--- Requirement ---
Repeat nothing but the line containing "top-left to bottom-right" and the lines that follow it, up to and including the last line of the data below.
(Provided information)
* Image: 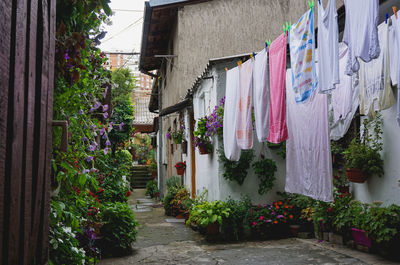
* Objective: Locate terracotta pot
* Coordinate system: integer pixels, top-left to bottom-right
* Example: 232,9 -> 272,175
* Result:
(End Provided information)
--- Answer box ---
* Coordinate system: integer pixels, top-left to bottom-right
* Example: 232,9 -> 272,175
* Result:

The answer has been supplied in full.